» **PROBLEM DETAILS**
In the data below, swap each "hard hat" for "safety helmet" and write the data out again with nothing else changed.

----- DATA -----

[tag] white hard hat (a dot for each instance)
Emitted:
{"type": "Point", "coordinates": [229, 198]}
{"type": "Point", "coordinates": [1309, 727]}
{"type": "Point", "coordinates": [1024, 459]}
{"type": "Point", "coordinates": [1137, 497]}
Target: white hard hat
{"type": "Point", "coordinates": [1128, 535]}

-----

» **COMPLETE RESPONSE**
[tag] white safety helmet (a dot for each instance)
Emitted:
{"type": "Point", "coordinates": [229, 198]}
{"type": "Point", "coordinates": [1309, 727]}
{"type": "Point", "coordinates": [1024, 459]}
{"type": "Point", "coordinates": [1137, 497]}
Target: white safety helmet
{"type": "Point", "coordinates": [1128, 535]}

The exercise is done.